AIM
Extract every row below and reproduce its lines exactly as they appear, but leave the pictures out of your answer.

Records from a collection

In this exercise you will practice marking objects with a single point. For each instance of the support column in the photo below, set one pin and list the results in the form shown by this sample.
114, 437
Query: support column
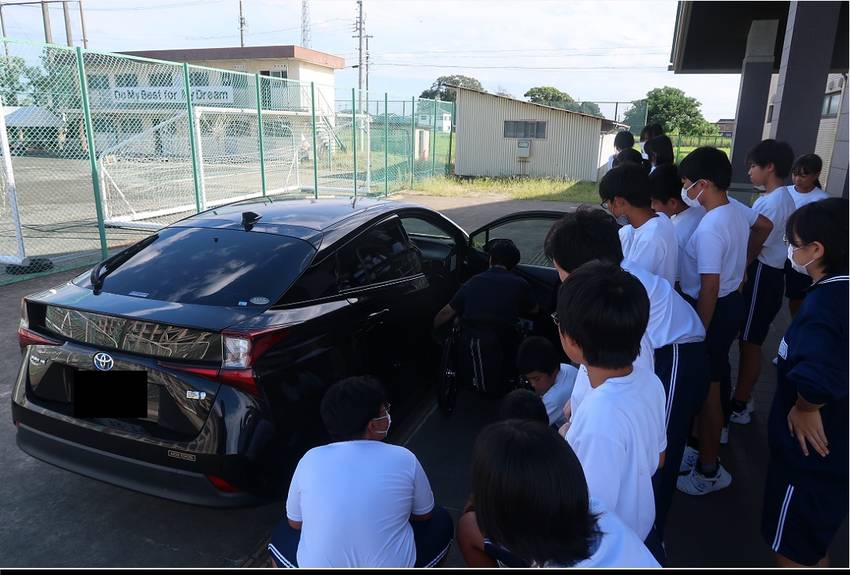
752, 96
806, 59
836, 184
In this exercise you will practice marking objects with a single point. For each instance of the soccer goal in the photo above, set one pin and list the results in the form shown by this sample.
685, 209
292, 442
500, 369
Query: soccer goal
147, 179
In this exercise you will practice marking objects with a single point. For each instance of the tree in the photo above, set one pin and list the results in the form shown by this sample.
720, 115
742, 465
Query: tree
549, 96
670, 107
447, 94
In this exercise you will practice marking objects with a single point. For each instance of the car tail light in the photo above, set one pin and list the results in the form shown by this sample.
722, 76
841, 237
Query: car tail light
241, 351
222, 484
28, 337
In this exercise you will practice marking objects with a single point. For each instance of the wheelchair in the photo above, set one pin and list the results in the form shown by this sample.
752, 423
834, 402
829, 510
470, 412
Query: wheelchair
480, 352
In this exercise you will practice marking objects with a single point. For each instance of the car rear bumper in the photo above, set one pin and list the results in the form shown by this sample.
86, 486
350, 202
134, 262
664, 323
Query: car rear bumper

RESULT BELOW
In this exercise you will practice marking objects with a single point. For each instance of the support column in the photo below, set one pin and list the results in the form shown by this sample.
114, 437
Query: support column
752, 96
806, 59
836, 184
In this exercise you will practice marking objects with a single point. For each instance of the soccer goal in the photo above, set one pin and list the results in the form shown by this sample.
685, 209
292, 442
500, 369
Query: soccer goal
147, 179
In this exercise you will practice marking objects with a single point. For each instance of the tree in the photo above, set one pin and list the results in the form shown by this sample.
720, 115
742, 465
Query: tree
549, 96
670, 107
447, 94
In this exercise you will practice marking objects with a single point. For each instance of the car tail light in the photo above, set one pin and list the results in the form shown by this sample.
722, 76
841, 237
Query: car tail light
241, 351
222, 484
28, 337
In this exercise you will practice marking objects with a single point. For each instance of the wheelchair in the photo above, set one pin and list the results in the form shown by this sample.
752, 423
834, 402
829, 510
470, 412
Query: wheelchair
480, 352
In this exercise you will practice marking objects with a single point. For each instance of the car rear bumper in the photo above, set one pin and list the results in the form shown by this sample.
86, 486
350, 202
134, 262
664, 323
Query: car rear bumper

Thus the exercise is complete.